* [TEXT SEGMENT]
[Start of section]

Canada’s Alex Beaulieu-Marchand won the bronze.
“First run, I did what I planned to do, what I wanted to do as well as I could, and it held up against all the great runs today,” Braaten said. “Just being a part of a final like this was amazing.”
Norway won its fifth cross-country skiing gold of these Games, taking the men’s 4x10-kilometer relay.
The Norwegian team of Didrik Toenseth, Martin Johnsrud Sundby, Simen Hegstad Krueger and Johannes Hoesflot Klaebo won the relay in 1 hour, 33 minutes and 4.9 seconds.
That was good enough to beat the second-place Russian athletes by 9.4 seconds. France took the bronze.
Of the eight golds awarded in cross-country events in Pyeongchang, Norway has all but three. The Norwegians have won 11 overall medals in cross-country – two off the record set by the Soviet Union in Calgary in 1988.
Oleksandr Abramenko was the winner of the men’s aerials, giving Ukraine its first medal of these Games and just its third gold ever at the Winter Games.
Abramenko scored a 128.51 on his third and final jump, edging out China’s Zongyang Jia by just 0.46 points. Ilia Burov, an Olympic athlete from Russia, got bronze.
In a dramatic photo finish in the biathlon 15-kilometer mass start, Martin Fourcade edged Simon Schempp to win his second gold medal of the Games.

[End of section]

* [MATERIAL SUPPLIED]
[Start of section]

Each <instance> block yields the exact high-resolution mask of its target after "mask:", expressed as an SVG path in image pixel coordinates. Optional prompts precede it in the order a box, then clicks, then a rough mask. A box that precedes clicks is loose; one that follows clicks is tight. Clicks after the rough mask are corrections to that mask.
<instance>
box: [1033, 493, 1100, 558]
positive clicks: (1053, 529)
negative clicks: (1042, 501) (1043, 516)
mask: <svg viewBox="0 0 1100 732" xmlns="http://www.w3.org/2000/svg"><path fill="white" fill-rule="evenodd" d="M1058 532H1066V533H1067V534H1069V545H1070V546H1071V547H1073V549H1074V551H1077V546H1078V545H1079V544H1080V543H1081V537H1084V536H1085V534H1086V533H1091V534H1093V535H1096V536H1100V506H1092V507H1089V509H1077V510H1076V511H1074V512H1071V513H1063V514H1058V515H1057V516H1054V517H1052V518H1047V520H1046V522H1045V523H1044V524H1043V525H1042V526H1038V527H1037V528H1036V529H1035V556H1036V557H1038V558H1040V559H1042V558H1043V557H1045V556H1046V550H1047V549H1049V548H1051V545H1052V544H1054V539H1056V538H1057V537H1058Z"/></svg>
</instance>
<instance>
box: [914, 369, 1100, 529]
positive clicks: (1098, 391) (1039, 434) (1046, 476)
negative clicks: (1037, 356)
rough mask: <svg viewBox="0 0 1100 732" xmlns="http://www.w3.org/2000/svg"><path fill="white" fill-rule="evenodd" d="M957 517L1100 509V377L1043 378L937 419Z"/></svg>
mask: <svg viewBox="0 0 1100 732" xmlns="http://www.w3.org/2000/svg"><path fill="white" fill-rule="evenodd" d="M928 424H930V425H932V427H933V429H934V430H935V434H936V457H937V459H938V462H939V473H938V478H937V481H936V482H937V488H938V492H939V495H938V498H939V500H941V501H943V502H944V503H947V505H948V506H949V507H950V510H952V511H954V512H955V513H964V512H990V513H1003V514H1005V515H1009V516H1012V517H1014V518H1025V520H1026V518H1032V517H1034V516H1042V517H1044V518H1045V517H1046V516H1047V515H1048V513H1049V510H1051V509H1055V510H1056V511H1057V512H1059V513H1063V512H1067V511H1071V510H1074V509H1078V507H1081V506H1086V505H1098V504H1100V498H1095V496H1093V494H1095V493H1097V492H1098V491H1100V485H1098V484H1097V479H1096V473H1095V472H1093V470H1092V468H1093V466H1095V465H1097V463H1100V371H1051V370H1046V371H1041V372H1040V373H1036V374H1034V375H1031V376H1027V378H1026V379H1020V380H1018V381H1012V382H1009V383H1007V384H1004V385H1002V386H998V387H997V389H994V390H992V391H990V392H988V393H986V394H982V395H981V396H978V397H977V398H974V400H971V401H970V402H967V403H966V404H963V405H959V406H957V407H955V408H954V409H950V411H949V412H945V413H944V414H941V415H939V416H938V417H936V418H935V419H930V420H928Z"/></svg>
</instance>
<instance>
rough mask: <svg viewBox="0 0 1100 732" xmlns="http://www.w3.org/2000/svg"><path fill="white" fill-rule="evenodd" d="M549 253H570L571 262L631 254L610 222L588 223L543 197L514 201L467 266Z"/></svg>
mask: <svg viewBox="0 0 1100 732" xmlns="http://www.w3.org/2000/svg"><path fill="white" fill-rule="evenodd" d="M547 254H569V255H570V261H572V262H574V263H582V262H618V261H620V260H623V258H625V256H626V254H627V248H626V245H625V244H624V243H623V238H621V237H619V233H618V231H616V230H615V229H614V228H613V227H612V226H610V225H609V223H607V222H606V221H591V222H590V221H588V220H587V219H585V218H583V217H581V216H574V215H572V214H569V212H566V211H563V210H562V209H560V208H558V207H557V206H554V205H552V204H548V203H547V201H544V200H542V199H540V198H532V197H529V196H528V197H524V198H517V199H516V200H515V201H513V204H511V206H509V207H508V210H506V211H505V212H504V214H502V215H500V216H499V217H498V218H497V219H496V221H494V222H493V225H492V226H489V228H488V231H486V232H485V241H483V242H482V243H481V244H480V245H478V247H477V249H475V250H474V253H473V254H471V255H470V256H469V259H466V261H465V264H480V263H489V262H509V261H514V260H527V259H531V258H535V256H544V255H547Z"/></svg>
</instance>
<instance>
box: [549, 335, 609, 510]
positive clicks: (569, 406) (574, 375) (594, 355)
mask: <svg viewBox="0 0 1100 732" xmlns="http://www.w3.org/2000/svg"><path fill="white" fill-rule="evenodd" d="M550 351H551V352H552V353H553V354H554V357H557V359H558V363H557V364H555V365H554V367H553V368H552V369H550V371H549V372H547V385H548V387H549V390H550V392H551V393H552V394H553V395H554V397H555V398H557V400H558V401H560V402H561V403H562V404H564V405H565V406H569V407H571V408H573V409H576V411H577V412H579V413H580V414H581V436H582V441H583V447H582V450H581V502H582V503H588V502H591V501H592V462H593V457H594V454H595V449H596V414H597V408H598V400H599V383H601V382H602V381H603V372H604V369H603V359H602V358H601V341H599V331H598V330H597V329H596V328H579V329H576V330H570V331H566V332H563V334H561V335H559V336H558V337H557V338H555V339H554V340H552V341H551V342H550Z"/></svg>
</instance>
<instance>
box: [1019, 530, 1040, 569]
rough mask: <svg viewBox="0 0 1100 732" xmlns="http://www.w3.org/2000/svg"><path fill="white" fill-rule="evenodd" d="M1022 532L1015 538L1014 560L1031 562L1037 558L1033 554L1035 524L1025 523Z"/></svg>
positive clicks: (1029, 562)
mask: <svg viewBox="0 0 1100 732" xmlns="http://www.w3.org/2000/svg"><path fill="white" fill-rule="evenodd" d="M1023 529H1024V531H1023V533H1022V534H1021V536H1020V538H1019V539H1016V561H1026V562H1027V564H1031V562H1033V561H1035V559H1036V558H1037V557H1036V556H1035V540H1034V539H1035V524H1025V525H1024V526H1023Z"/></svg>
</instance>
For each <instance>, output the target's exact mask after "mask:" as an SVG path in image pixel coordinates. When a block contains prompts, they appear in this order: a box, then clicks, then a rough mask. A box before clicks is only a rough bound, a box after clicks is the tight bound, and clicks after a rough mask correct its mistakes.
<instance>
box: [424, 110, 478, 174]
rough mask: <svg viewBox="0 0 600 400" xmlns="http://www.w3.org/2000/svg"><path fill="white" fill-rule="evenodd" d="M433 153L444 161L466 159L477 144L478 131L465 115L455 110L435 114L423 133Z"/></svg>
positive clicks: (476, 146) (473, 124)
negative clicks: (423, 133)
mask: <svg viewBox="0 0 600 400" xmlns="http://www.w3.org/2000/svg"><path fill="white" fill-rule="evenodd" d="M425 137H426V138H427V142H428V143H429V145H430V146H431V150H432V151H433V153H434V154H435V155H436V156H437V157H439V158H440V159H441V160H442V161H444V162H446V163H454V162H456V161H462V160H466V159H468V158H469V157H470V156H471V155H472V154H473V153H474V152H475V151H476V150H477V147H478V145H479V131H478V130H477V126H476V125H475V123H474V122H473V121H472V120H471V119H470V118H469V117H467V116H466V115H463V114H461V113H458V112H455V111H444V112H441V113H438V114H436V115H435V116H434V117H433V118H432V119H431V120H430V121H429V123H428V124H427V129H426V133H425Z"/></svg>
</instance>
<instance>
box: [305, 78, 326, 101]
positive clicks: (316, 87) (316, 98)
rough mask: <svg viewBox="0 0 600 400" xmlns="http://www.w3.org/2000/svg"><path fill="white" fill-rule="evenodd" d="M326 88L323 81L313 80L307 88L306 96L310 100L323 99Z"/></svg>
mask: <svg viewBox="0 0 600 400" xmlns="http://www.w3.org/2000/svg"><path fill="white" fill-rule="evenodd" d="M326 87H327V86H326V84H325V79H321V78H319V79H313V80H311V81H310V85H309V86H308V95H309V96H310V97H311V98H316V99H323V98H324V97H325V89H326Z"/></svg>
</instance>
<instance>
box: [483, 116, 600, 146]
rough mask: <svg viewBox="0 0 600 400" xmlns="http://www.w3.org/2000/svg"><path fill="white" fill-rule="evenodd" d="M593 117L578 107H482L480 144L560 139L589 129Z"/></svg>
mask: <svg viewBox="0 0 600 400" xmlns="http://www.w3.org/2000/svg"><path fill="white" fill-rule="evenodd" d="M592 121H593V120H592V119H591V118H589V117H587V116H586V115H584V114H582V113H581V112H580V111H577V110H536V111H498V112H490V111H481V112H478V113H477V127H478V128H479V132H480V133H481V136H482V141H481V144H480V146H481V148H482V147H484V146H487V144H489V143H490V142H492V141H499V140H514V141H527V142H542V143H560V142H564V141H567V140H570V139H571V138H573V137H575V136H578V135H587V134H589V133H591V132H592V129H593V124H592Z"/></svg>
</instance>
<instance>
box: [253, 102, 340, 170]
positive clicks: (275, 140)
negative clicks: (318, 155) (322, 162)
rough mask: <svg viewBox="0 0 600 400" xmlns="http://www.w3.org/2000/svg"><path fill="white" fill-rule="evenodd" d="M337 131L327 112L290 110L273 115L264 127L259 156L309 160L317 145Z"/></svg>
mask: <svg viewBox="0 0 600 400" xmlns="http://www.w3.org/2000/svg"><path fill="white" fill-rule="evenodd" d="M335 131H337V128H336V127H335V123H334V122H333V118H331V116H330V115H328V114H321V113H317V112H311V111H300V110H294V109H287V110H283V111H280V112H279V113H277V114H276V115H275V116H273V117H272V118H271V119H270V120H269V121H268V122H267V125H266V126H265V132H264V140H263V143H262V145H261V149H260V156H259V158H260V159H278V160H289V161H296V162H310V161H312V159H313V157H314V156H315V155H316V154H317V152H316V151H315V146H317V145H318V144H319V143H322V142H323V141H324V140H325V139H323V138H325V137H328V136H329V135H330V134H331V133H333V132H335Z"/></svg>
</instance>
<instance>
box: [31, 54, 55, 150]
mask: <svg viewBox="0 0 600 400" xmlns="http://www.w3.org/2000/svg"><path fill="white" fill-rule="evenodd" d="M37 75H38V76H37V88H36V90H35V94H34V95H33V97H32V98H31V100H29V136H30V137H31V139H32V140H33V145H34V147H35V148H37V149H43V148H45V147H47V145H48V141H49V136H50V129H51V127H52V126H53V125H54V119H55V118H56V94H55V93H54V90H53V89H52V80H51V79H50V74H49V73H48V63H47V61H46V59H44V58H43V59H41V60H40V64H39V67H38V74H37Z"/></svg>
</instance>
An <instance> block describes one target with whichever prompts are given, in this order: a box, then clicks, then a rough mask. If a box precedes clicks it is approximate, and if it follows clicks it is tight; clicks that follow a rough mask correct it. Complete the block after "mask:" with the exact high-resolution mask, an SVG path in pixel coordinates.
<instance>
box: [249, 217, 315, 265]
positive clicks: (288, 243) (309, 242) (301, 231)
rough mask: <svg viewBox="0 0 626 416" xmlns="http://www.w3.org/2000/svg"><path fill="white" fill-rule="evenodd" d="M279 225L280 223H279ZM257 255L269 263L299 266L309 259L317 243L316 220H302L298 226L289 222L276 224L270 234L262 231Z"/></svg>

[End of section]

* [REQUEST 1] From the Olympic results text, list the four skiers on Norway's winning men's 4x10-kilometer relay team.
* [REQUEST 2] Continue the Olympic results text, picking up right after its final sentence.
The rows have no connection to the Olympic results text.

* [ANSWER 1] Didrik Toenseth, Martin Johnsrud Sundby, Simen Hegstad Krueger, Johannes Hoesflot Klaebo

* [ANSWER 2]
Fourcade was caught by Schempp over the frantic final 100 meters and the two skiers came to the line neck-and-neck.
Fourcade, the world’s No. 1 biathlete, reached out his left foot ahead of Schempp as both skiers slid through the finish. The Frenchman quickly slammed his ski pole to the ground thinking he’d lost the race, but replays showed he won by the narrowest of margins.
It was a reversal for Fourcade, who had taken silver in a dramatic finish to the same event in Sochi four years ago.
And, in the last medal event of the night, Nao Kodaira won the women’s 500-meter speedskating title in an Olympic record.
Kodaira’s 36.94 seconds made her the first woman to race under 37 seconds at sea level, bettering her old mark of 37.07 set in November in Norway.
Two-time defending champion Lee Sang-hwa of South Korea took silver in 37.33 and Karolina Ervanova of the Czech Republic earned bronze. Brittany Bowe was the highest U.S. finisher in fifth place.